== Enunciado da tarefa ==
Segundo a carta, em que localidades Margareth Soares atua como ativista cultural?

AO CORAÇÃO DO IRMÃO EM POESIA

– para Margareth Soares, que figura, pela primeira vez, em obra coletiva de Poesia.

Fiquei feliz que tenhas te sentido bem no lançamento e autógrafos da Coletânea dos 45 anos da CAPORI.

Deves ter sentido que o pessoal da Casa do Poeta Rio-Grandense forma um grupo bem legal. O teu ingresso valoriza o mesmo, e abre possibilidades de que obtenhamos espaços literários em Capão da Canoa e no Litoral Norte do RS, onde atuas como ativista cultural. É só a gente continuar se vendo, falando, avaliando, e que tu venhas a perseverar na arte poética.

Como já deves ter visto, escrever poemas com Poesia não é tarefa fácil, e é ato de confraternidade... Nada de sobejos, de vaidades sem justificativa. Fazer bons poemas é bênção espiritual, mas, acima de tudo, é frutificação de muita leitura, de muita dedicação ao mundo dos significantes e significados.

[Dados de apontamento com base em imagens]
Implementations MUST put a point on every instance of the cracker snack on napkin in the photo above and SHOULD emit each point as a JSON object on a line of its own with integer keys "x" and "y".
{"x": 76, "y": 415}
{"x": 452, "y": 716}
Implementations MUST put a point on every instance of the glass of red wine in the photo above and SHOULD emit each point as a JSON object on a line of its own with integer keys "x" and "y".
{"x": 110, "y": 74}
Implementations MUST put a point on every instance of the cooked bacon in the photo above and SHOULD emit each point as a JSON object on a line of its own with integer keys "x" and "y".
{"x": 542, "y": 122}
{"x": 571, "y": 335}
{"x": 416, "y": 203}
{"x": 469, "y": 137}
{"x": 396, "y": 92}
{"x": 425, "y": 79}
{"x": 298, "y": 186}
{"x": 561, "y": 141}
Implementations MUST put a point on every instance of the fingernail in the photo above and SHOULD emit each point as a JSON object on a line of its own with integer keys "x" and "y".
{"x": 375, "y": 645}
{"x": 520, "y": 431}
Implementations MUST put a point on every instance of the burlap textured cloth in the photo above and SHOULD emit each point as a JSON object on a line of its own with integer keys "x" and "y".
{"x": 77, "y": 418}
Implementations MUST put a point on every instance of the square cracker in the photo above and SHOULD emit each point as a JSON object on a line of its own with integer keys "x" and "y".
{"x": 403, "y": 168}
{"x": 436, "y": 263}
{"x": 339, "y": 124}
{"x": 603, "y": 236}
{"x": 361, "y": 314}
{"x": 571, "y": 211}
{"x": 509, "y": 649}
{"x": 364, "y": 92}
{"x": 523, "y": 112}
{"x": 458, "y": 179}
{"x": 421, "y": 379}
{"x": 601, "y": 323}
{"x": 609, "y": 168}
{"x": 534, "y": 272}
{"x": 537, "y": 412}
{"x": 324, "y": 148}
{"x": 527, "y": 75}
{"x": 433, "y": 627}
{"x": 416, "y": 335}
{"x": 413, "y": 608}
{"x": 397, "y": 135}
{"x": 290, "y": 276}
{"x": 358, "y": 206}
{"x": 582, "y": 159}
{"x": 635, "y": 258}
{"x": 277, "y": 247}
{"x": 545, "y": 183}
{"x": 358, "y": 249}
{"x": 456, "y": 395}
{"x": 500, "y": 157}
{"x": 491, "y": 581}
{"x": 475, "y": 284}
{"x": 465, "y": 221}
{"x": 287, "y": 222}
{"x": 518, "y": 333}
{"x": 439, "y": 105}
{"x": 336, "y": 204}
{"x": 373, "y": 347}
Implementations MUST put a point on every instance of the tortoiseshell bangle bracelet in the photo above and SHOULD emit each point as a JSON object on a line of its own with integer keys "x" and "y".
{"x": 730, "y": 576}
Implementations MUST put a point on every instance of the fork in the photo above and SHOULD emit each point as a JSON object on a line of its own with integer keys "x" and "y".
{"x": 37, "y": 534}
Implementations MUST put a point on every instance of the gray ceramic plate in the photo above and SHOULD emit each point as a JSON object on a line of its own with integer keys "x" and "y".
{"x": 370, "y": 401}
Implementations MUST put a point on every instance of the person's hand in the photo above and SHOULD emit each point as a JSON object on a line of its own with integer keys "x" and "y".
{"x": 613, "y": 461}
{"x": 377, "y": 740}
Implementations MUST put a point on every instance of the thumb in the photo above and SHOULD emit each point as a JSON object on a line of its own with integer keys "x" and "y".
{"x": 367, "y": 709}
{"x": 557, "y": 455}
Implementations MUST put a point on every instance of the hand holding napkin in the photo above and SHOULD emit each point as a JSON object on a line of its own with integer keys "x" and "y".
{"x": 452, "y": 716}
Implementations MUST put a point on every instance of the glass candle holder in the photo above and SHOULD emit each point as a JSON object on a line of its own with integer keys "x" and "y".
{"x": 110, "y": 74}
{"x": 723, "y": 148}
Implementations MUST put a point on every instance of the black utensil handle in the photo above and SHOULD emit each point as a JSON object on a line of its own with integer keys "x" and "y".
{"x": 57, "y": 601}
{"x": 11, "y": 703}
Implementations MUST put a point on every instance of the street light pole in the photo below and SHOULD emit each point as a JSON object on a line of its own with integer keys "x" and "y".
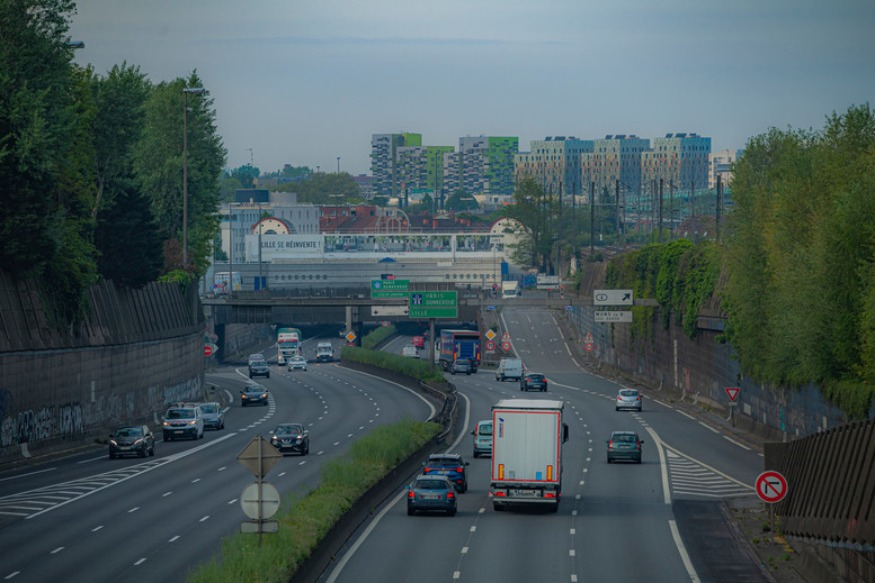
{"x": 185, "y": 92}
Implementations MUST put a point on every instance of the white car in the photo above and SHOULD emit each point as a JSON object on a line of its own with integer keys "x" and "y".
{"x": 297, "y": 362}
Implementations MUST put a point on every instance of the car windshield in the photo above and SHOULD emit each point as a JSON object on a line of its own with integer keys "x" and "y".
{"x": 129, "y": 432}
{"x": 180, "y": 414}
{"x": 431, "y": 485}
{"x": 289, "y": 430}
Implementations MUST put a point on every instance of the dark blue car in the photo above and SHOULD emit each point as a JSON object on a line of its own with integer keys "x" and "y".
{"x": 450, "y": 465}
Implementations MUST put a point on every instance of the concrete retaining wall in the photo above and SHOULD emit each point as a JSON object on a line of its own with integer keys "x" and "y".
{"x": 136, "y": 352}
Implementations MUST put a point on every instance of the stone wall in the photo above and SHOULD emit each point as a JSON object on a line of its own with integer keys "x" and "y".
{"x": 136, "y": 352}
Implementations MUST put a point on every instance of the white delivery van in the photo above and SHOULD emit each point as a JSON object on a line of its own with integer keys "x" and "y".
{"x": 509, "y": 368}
{"x": 482, "y": 438}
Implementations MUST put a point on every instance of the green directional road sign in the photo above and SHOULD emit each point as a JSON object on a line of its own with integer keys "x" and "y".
{"x": 433, "y": 305}
{"x": 389, "y": 288}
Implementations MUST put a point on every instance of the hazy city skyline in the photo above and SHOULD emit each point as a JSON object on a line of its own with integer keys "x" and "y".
{"x": 304, "y": 83}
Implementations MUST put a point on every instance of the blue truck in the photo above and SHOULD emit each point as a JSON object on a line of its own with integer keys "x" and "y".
{"x": 459, "y": 344}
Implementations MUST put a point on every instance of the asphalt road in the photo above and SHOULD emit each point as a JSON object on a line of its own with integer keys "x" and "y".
{"x": 658, "y": 521}
{"x": 88, "y": 518}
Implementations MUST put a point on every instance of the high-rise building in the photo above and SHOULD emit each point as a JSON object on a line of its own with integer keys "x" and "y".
{"x": 421, "y": 170}
{"x": 680, "y": 160}
{"x": 720, "y": 164}
{"x": 614, "y": 158}
{"x": 554, "y": 163}
{"x": 386, "y": 181}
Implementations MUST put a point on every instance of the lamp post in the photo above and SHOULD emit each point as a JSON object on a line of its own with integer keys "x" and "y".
{"x": 185, "y": 92}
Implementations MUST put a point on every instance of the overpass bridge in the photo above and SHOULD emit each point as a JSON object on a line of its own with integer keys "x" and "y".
{"x": 353, "y": 307}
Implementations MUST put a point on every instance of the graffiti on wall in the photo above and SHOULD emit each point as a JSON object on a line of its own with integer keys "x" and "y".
{"x": 72, "y": 419}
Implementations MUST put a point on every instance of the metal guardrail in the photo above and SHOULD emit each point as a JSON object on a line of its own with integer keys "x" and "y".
{"x": 830, "y": 485}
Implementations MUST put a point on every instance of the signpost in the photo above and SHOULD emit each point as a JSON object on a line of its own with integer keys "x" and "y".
{"x": 260, "y": 500}
{"x": 621, "y": 317}
{"x": 433, "y": 304}
{"x": 612, "y": 297}
{"x": 389, "y": 288}
{"x": 390, "y": 310}
{"x": 771, "y": 487}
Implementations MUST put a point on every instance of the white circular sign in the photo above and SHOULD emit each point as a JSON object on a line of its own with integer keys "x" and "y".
{"x": 269, "y": 501}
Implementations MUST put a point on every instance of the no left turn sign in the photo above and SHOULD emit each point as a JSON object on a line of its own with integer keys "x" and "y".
{"x": 771, "y": 486}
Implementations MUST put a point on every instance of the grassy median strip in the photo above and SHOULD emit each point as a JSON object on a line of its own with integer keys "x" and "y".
{"x": 309, "y": 518}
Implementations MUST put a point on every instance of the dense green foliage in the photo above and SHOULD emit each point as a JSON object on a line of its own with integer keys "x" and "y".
{"x": 800, "y": 254}
{"x": 324, "y": 188}
{"x": 679, "y": 275}
{"x": 305, "y": 520}
{"x": 94, "y": 165}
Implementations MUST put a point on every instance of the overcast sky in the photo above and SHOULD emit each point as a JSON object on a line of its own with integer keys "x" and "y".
{"x": 302, "y": 82}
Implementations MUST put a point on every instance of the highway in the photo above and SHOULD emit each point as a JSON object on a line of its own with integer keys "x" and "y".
{"x": 658, "y": 521}
{"x": 89, "y": 518}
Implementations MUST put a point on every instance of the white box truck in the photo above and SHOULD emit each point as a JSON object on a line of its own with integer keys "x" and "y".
{"x": 527, "y": 438}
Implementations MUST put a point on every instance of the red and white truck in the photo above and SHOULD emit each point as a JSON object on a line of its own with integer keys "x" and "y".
{"x": 527, "y": 438}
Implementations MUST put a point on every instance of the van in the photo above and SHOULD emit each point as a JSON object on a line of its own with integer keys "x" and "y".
{"x": 482, "y": 438}
{"x": 509, "y": 368}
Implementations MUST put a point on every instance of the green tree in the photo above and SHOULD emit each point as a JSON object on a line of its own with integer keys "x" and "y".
{"x": 37, "y": 116}
{"x": 158, "y": 166}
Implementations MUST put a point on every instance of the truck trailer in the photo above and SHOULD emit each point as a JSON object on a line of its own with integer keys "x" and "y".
{"x": 459, "y": 344}
{"x": 288, "y": 344}
{"x": 527, "y": 438}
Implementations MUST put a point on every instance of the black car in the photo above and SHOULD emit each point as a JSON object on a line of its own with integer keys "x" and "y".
{"x": 133, "y": 440}
{"x": 450, "y": 465}
{"x": 291, "y": 438}
{"x": 624, "y": 445}
{"x": 461, "y": 365}
{"x": 253, "y": 395}
{"x": 533, "y": 381}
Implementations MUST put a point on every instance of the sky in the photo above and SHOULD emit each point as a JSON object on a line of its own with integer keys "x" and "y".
{"x": 305, "y": 82}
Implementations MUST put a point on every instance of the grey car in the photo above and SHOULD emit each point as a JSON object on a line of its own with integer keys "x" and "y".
{"x": 629, "y": 399}
{"x": 132, "y": 440}
{"x": 430, "y": 494}
{"x": 213, "y": 414}
{"x": 624, "y": 445}
{"x": 258, "y": 366}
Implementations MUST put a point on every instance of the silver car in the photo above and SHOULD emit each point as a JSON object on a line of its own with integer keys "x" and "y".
{"x": 629, "y": 399}
{"x": 298, "y": 362}
{"x": 213, "y": 414}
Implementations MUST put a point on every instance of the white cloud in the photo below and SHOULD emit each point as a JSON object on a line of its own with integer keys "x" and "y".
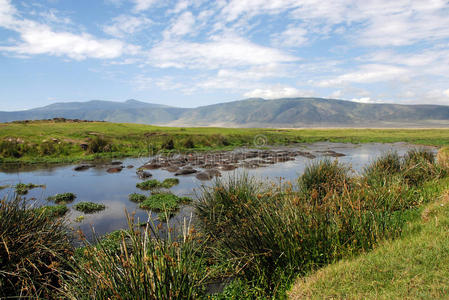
{"x": 291, "y": 37}
{"x": 219, "y": 52}
{"x": 368, "y": 74}
{"x": 276, "y": 92}
{"x": 42, "y": 39}
{"x": 183, "y": 25}
{"x": 141, "y": 5}
{"x": 124, "y": 25}
{"x": 446, "y": 92}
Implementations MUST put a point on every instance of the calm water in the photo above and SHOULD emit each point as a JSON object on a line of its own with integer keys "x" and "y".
{"x": 96, "y": 185}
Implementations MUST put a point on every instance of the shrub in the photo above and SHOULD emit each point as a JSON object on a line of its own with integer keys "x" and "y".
{"x": 164, "y": 203}
{"x": 189, "y": 143}
{"x": 324, "y": 177}
{"x": 89, "y": 207}
{"x": 135, "y": 197}
{"x": 32, "y": 249}
{"x": 99, "y": 144}
{"x": 53, "y": 211}
{"x": 419, "y": 166}
{"x": 22, "y": 188}
{"x": 168, "y": 144}
{"x": 62, "y": 198}
{"x": 141, "y": 266}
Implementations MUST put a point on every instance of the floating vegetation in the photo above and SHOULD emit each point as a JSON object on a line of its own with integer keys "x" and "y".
{"x": 135, "y": 197}
{"x": 22, "y": 188}
{"x": 164, "y": 203}
{"x": 62, "y": 198}
{"x": 156, "y": 184}
{"x": 79, "y": 219}
{"x": 89, "y": 207}
{"x": 53, "y": 211}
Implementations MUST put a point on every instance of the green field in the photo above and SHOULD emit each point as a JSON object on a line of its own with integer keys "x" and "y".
{"x": 56, "y": 142}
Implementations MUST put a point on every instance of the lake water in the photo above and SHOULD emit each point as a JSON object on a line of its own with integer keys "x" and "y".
{"x": 96, "y": 185}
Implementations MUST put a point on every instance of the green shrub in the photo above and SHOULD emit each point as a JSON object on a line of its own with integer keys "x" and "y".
{"x": 89, "y": 207}
{"x": 142, "y": 266}
{"x": 32, "y": 250}
{"x": 62, "y": 198}
{"x": 323, "y": 178}
{"x": 22, "y": 188}
{"x": 135, "y": 197}
{"x": 99, "y": 144}
{"x": 53, "y": 211}
{"x": 156, "y": 184}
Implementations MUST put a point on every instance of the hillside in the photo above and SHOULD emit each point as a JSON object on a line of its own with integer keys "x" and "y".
{"x": 293, "y": 112}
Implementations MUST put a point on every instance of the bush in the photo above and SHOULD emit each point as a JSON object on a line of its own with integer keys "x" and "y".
{"x": 419, "y": 166}
{"x": 168, "y": 144}
{"x": 89, "y": 207}
{"x": 62, "y": 198}
{"x": 277, "y": 233}
{"x": 32, "y": 250}
{"x": 142, "y": 266}
{"x": 22, "y": 188}
{"x": 323, "y": 178}
{"x": 135, "y": 197}
{"x": 189, "y": 143}
{"x": 99, "y": 144}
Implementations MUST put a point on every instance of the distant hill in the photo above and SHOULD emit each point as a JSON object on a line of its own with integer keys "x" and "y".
{"x": 291, "y": 112}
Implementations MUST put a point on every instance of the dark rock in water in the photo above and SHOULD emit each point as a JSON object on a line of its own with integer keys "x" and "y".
{"x": 114, "y": 170}
{"x": 172, "y": 169}
{"x": 82, "y": 167}
{"x": 143, "y": 174}
{"x": 151, "y": 166}
{"x": 185, "y": 171}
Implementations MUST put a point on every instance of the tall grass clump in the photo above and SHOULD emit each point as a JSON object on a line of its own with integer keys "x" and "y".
{"x": 419, "y": 166}
{"x": 146, "y": 266}
{"x": 33, "y": 247}
{"x": 323, "y": 178}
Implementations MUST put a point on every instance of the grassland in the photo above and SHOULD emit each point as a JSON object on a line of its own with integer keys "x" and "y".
{"x": 413, "y": 267}
{"x": 57, "y": 142}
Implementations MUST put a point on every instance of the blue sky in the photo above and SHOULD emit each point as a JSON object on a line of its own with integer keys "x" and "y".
{"x": 194, "y": 52}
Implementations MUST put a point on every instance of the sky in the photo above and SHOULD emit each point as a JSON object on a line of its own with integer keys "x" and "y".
{"x": 190, "y": 53}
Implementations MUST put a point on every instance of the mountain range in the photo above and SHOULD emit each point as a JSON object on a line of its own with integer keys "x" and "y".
{"x": 280, "y": 113}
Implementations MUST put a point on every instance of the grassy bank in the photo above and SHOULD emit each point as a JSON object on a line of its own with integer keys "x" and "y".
{"x": 56, "y": 142}
{"x": 413, "y": 267}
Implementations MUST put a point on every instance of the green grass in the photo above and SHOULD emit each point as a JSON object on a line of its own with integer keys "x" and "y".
{"x": 53, "y": 211}
{"x": 22, "y": 188}
{"x": 415, "y": 266}
{"x": 153, "y": 184}
{"x": 33, "y": 245}
{"x": 134, "y": 265}
{"x": 164, "y": 203}
{"x": 62, "y": 198}
{"x": 89, "y": 207}
{"x": 55, "y": 142}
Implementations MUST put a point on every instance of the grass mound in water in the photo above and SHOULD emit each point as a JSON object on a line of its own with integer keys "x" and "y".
{"x": 62, "y": 198}
{"x": 22, "y": 188}
{"x": 136, "y": 197}
{"x": 156, "y": 184}
{"x": 89, "y": 207}
{"x": 164, "y": 202}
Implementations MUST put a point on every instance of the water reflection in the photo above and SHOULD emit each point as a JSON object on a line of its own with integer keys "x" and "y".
{"x": 96, "y": 185}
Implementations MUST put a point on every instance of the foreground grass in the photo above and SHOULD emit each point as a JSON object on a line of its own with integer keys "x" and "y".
{"x": 413, "y": 267}
{"x": 56, "y": 142}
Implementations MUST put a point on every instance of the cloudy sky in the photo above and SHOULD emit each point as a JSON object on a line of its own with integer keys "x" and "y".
{"x": 194, "y": 52}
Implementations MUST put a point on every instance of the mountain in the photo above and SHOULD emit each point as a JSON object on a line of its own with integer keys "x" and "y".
{"x": 291, "y": 112}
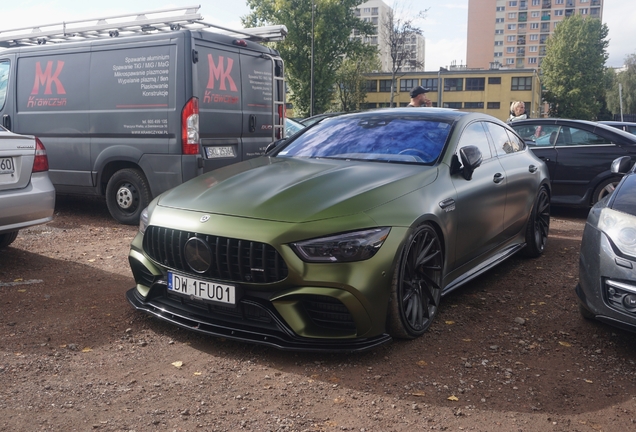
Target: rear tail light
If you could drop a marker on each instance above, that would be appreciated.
(41, 162)
(190, 127)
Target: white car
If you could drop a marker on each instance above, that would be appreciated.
(27, 196)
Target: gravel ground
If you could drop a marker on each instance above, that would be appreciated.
(508, 352)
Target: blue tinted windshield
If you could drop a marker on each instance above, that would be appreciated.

== Resolução do exercício ==
Em Capão da Canoa e no Litoral Norte do RS.